Source data:
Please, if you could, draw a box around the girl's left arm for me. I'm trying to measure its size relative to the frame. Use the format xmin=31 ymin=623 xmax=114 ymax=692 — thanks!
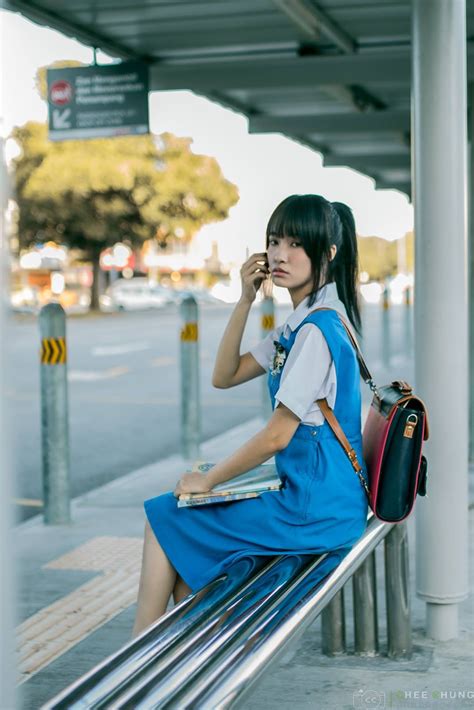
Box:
xmin=175 ymin=403 xmax=300 ymax=495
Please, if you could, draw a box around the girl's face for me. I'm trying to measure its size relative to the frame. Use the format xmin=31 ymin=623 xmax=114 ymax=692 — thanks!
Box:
xmin=267 ymin=235 xmax=313 ymax=293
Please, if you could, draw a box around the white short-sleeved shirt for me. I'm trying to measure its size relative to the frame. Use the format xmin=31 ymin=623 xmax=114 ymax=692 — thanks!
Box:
xmin=249 ymin=282 xmax=348 ymax=426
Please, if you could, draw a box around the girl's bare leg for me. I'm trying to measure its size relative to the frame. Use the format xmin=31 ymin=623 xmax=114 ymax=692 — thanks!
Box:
xmin=173 ymin=574 xmax=192 ymax=604
xmin=131 ymin=520 xmax=177 ymax=639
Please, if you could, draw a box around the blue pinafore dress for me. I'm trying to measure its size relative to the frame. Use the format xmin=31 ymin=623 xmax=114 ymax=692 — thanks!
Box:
xmin=143 ymin=311 xmax=368 ymax=592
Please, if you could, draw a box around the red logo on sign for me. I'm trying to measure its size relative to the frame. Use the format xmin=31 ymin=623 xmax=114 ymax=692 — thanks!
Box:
xmin=49 ymin=81 xmax=72 ymax=106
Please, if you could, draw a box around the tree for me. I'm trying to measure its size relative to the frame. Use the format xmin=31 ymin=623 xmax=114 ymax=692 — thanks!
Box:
xmin=12 ymin=65 xmax=238 ymax=309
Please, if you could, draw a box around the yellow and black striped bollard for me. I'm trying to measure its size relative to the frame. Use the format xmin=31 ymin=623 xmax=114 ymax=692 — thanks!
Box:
xmin=260 ymin=296 xmax=275 ymax=420
xmin=180 ymin=295 xmax=201 ymax=459
xmin=39 ymin=303 xmax=71 ymax=525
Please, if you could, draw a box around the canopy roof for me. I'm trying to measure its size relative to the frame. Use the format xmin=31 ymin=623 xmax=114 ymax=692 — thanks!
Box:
xmin=4 ymin=0 xmax=474 ymax=195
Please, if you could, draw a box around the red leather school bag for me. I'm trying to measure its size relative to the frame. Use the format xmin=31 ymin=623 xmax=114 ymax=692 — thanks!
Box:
xmin=316 ymin=308 xmax=429 ymax=523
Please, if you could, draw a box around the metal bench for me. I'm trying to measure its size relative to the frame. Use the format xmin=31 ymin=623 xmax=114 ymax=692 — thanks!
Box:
xmin=42 ymin=515 xmax=411 ymax=710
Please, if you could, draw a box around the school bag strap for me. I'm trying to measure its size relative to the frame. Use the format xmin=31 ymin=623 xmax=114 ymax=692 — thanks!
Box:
xmin=315 ymin=308 xmax=429 ymax=523
xmin=316 ymin=399 xmax=370 ymax=500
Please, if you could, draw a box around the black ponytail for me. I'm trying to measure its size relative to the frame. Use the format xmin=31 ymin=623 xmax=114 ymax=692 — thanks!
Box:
xmin=267 ymin=195 xmax=361 ymax=333
xmin=329 ymin=202 xmax=361 ymax=334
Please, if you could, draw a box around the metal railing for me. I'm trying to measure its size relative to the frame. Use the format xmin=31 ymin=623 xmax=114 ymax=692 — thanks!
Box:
xmin=42 ymin=515 xmax=411 ymax=710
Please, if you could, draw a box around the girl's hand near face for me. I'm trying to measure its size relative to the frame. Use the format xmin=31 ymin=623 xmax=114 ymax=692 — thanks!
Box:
xmin=240 ymin=252 xmax=270 ymax=303
xmin=173 ymin=471 xmax=211 ymax=498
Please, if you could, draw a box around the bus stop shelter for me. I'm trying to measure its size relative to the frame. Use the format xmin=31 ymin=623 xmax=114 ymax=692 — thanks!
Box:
xmin=4 ymin=0 xmax=474 ymax=652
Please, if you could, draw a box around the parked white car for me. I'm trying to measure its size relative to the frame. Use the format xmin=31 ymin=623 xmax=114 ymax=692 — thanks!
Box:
xmin=101 ymin=277 xmax=175 ymax=311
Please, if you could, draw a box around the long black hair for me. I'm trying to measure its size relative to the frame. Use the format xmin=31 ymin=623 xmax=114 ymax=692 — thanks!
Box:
xmin=266 ymin=195 xmax=361 ymax=333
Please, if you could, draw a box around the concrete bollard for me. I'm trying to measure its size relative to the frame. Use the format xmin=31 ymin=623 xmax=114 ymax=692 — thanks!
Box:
xmin=180 ymin=295 xmax=201 ymax=459
xmin=321 ymin=587 xmax=346 ymax=656
xmin=384 ymin=523 xmax=412 ymax=658
xmin=352 ymin=551 xmax=379 ymax=656
xmin=260 ymin=296 xmax=275 ymax=420
xmin=39 ymin=303 xmax=71 ymax=525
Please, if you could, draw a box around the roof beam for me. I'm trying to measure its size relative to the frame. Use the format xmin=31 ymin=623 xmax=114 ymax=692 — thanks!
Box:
xmin=4 ymin=0 xmax=149 ymax=61
xmin=150 ymin=50 xmax=411 ymax=91
xmin=249 ymin=111 xmax=410 ymax=134
xmin=375 ymin=180 xmax=411 ymax=199
xmin=273 ymin=0 xmax=357 ymax=54
xmin=324 ymin=153 xmax=410 ymax=170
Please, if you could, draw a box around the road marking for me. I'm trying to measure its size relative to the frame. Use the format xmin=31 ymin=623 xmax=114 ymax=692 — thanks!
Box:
xmin=151 ymin=355 xmax=176 ymax=367
xmin=67 ymin=366 xmax=130 ymax=382
xmin=17 ymin=537 xmax=143 ymax=685
xmin=13 ymin=498 xmax=43 ymax=508
xmin=91 ymin=342 xmax=151 ymax=357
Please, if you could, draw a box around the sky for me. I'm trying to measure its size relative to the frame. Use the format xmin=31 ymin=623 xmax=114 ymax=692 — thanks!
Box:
xmin=0 ymin=10 xmax=413 ymax=263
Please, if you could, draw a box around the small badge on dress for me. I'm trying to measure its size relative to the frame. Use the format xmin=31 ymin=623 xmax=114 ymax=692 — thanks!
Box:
xmin=270 ymin=340 xmax=288 ymax=375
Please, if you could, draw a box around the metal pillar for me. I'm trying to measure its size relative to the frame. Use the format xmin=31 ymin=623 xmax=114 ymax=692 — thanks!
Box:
xmin=468 ymin=81 xmax=474 ymax=462
xmin=321 ymin=587 xmax=346 ymax=656
xmin=181 ymin=295 xmax=201 ymax=459
xmin=352 ymin=551 xmax=379 ymax=656
xmin=0 ymin=137 xmax=19 ymax=708
xmin=384 ymin=523 xmax=412 ymax=658
xmin=411 ymin=0 xmax=468 ymax=640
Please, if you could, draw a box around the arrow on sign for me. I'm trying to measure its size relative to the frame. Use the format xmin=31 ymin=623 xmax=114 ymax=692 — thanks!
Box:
xmin=53 ymin=108 xmax=71 ymax=128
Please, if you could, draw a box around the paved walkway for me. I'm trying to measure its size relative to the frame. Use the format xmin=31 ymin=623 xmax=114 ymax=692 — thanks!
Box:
xmin=12 ymin=419 xmax=474 ymax=710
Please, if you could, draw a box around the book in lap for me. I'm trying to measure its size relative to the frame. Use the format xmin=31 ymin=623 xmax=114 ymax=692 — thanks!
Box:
xmin=178 ymin=461 xmax=282 ymax=508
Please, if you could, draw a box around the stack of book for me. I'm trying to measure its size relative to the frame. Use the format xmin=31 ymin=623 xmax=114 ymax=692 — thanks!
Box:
xmin=178 ymin=461 xmax=282 ymax=508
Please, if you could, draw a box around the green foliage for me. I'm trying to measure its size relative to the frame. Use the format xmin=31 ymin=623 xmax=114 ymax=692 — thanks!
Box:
xmin=13 ymin=123 xmax=238 ymax=253
xmin=357 ymin=232 xmax=414 ymax=281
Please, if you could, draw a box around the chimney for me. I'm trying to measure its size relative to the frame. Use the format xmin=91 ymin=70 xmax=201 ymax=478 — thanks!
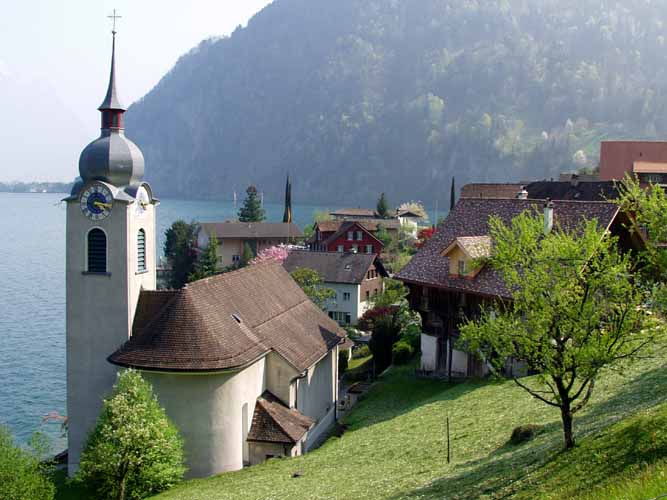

What to work on:
Please copy the stretch of lines above from the line that contains "Please, if you could, draw a box around the small" through the line that contains "xmin=270 ymin=340 xmax=288 ymax=375", both included, word for word.

Full output:
Please, if you could, draw a box around the small badge on dress for me. I'm trying to measure its size relative to the frame. Use the format xmin=31 ymin=623 xmax=114 ymax=692 — thanks!
Box:
xmin=270 ymin=340 xmax=288 ymax=375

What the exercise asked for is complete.